Source extract:
17 New Year’s Resolutions For 2017:

January 1, 2017

Humor

Resolutions For 2017

1. Eat entire sandwich, get “I finished the Heart-Buster” shirt and face on Wall Of Fame.

2. Finish “Resolutions For 2016” (note to self – probably exclude #3: Finish “Resolutions For 2015”).

3. Learn in-laws’ names.

4. Say “President Trump” out loud without getting vertigo, shaking and/or suddenly thinking I smell burnt toast.

5. Learn to slow down and live in the moment.

6. Do more of everything and do it all better all the time.  A lot better.

7.  Get all celebrities I care about in to death-proof bunker.

8. Take in car for maintenance, or at least buy new black tape to cover the Check Engine light.

9. Quit smoking (note to self: will need to start smoking).

10. Be ninth caller, win concert tickets.

Required actions:
1. Duplicate the resolutions list from "January 1, 2017" up to and including "Learn in-laws’ names.".
2. In the resolutions list, what is the fallback if the car isn't taken in for maintenance?

Stored items

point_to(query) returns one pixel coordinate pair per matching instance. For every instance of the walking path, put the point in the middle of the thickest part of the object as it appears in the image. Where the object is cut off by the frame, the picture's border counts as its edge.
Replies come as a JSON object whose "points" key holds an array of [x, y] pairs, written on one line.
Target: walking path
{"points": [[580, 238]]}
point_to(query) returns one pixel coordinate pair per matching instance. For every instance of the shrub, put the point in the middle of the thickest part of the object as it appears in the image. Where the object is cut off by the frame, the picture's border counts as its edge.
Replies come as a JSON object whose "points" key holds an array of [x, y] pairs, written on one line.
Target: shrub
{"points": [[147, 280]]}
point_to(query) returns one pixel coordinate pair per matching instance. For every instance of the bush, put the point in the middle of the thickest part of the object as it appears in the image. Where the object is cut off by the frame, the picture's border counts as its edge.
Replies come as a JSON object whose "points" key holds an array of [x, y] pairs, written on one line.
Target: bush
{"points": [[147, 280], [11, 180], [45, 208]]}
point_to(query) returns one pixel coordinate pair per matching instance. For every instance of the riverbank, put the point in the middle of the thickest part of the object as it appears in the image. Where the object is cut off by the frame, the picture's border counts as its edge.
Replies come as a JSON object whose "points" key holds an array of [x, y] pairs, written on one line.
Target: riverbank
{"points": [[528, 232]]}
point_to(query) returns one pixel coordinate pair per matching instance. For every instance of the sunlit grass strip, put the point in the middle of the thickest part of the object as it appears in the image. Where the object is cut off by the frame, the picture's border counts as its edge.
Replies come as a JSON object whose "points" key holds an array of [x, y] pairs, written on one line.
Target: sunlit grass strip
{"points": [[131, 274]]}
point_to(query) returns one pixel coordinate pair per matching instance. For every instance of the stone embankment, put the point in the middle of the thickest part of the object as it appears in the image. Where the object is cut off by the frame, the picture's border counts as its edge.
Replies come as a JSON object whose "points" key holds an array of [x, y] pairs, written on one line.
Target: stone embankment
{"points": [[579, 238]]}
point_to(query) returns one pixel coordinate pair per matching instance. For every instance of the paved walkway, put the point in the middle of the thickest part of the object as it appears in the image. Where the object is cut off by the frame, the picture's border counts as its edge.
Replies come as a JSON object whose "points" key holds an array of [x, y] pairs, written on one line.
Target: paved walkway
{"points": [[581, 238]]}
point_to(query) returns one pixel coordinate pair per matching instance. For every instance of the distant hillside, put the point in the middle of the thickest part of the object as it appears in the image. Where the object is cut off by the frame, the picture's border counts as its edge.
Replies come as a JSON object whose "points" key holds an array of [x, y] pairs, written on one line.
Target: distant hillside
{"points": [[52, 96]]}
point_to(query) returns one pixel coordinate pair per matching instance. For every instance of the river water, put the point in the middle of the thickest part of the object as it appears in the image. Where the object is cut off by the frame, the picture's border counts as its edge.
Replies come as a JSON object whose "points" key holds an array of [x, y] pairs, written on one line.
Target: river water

Full solutions:
1.
January 1, 2017

Humor

Resolutions For 2017

1. Eat entire sandwich, get “I finished the Heart-Buster” shirt and face on Wall Of Fame.

2. Finish “Resolutions For 2016” (note to self – probably exclude #3: Finish “Resolutions For 2015”).

3. Learn in-laws’ names.

2. Buy new black tape to cover the Check Engine light.